=== What the task asks ===
Print the lines below word for word, with no changes.

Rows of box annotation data

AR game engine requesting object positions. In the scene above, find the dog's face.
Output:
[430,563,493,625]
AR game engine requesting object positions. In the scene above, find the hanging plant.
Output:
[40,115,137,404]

=== Response ===
AR game engine requesting object positions. In the scene above, find the dog's face.
Output:
[430,563,493,625]
AR game engine requesting object positions. In the scene above, find the hanging plant.
Output:
[40,115,137,404]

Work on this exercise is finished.